* Aim of the exercise
Write out every record in full, exactly as written, please.

■ ■ ■

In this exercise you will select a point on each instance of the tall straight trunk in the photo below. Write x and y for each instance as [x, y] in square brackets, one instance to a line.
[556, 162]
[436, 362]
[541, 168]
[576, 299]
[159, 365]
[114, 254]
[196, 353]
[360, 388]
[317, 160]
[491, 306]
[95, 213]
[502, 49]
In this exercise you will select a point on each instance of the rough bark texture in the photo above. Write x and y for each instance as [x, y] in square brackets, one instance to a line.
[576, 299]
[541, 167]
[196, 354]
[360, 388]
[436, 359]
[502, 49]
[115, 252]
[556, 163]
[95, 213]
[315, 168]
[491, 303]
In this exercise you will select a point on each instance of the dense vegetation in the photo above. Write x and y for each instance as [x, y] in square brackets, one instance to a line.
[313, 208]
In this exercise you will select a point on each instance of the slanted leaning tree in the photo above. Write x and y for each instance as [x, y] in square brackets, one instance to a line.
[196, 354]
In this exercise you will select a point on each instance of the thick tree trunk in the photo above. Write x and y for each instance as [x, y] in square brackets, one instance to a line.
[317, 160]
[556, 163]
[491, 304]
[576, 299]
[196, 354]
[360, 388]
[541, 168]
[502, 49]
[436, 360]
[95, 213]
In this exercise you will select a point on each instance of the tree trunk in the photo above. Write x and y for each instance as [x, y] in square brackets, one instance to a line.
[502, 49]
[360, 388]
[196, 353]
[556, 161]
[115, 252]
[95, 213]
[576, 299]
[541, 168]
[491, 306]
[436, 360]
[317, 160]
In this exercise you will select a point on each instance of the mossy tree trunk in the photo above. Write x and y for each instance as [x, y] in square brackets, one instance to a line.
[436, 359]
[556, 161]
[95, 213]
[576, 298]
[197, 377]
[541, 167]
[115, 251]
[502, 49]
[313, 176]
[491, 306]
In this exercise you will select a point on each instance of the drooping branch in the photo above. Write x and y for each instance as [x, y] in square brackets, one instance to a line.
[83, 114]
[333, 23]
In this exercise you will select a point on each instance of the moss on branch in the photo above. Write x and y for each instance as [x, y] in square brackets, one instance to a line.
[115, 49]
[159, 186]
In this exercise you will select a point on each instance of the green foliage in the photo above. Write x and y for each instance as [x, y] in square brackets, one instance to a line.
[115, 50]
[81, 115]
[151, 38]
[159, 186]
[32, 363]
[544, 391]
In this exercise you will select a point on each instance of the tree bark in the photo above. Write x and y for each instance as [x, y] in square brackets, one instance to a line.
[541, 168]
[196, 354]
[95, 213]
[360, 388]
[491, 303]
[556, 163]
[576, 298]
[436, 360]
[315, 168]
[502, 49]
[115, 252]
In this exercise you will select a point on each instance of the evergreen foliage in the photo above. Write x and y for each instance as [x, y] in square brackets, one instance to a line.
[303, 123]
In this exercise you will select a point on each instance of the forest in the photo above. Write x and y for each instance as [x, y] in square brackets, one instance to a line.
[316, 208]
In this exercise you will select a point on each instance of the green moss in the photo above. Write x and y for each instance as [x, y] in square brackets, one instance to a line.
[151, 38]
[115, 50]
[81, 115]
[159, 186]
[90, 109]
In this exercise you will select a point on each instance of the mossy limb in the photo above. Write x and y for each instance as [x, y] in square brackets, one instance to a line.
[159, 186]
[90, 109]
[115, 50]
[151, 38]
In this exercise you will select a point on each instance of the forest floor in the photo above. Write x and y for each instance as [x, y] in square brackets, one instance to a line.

■ ■ ■

* Exercise solution
In this exercise you will select a point on each instance of the tall straight trunk in the photo below. Write x and y for each instance as [x, y] in square brackets, one instance to a line.
[556, 162]
[436, 362]
[541, 168]
[576, 299]
[159, 365]
[114, 254]
[196, 353]
[360, 388]
[317, 160]
[491, 306]
[95, 213]
[502, 49]
In this exercise you will select a point on each instance of the rough bark texture in the photo above. Write x and y for each instance as [x, y] in square brackets, one instance to a line.
[576, 299]
[541, 167]
[196, 354]
[360, 388]
[436, 359]
[502, 49]
[115, 252]
[556, 163]
[95, 213]
[315, 168]
[491, 303]
In this exercise you will select a point on each instance of the dense vegetation in the photo above. Write x and y for each instance as [x, y] in square brackets, one instance to a line.
[313, 208]
In this exercise you will select a point on each instance of the slanted leaning tree in the photo above. Write x and y for each instance as [x, y] in square brackets, one instance to a line.
[196, 354]
In this exercise you will select a point on each instance of the thick tree trunk in the photo above. Write x and y for each instance as [x, y] in square brackets, one instance to a line.
[317, 160]
[556, 163]
[491, 304]
[576, 299]
[196, 354]
[360, 388]
[541, 168]
[502, 49]
[436, 360]
[95, 213]
In this exercise you will select a point on each instance of the tree trunk in the photo above. Write x and y for each instance as [x, y] in square brackets, one instance to a line.
[502, 49]
[360, 388]
[196, 353]
[556, 161]
[115, 252]
[95, 213]
[576, 299]
[541, 168]
[491, 306]
[436, 360]
[317, 160]
In this exercise you will select a point on each instance of the mossy tree trunk in the photo above. Write x and y for each instance as [x, y] in square brackets, one instance to a line.
[436, 359]
[556, 161]
[95, 213]
[576, 298]
[197, 377]
[541, 167]
[115, 251]
[502, 49]
[313, 176]
[491, 306]
In this exercise you will select a point on each instance of the drooping branch in the photo above. Write x and y for each instance as [x, y] in square brackets, one instance to a line.
[83, 114]
[333, 23]
In this exercise you will select a point on each instance of the moss on branch in the photo above. Write x and y for each instance as [x, y] in square brackets, one instance to a line.
[115, 49]
[159, 186]
In this exercise you will select a point on each instance of the green foliage in the photo above. Write x and y for each instance as [x, y] in square brackets, one instance to a line.
[115, 50]
[81, 115]
[151, 38]
[159, 186]
[32, 363]
[544, 391]
In this exercise you will select a point on each instance of the tree bark in the photo above. Write x and y for each instance as [x, y] in square brackets, one instance to a line.
[541, 168]
[196, 354]
[95, 213]
[360, 388]
[491, 303]
[556, 163]
[576, 298]
[436, 360]
[315, 168]
[502, 49]
[115, 252]
In this exercise you will select a point on each instance of the evergreen foliage in the photo above. Write x and y for each instance as [x, y] in square brackets, one instance to a line.
[303, 123]
In this exercise you will select a point on each instance of the forest in the photo above. Write x and y for each instance as [x, y] in square brackets, one instance to a line.
[316, 208]
In this exercise you will select a point on each instance of the green moss in the photo above. Write x and y for each instance as [x, y] in square brackets, one instance to a line.
[151, 38]
[115, 50]
[81, 115]
[159, 186]
[90, 109]
In this exercise you will select a point on each instance of the mossy limb in the photo above. Write x and y for each instance as [x, y] in square brackets, one instance to a line.
[159, 186]
[90, 109]
[115, 50]
[151, 38]
In this exercise you will select a point on each instance of the forest floor in the photo above. Write x and y for each instance as [x, y] in square brackets, one instance to a line.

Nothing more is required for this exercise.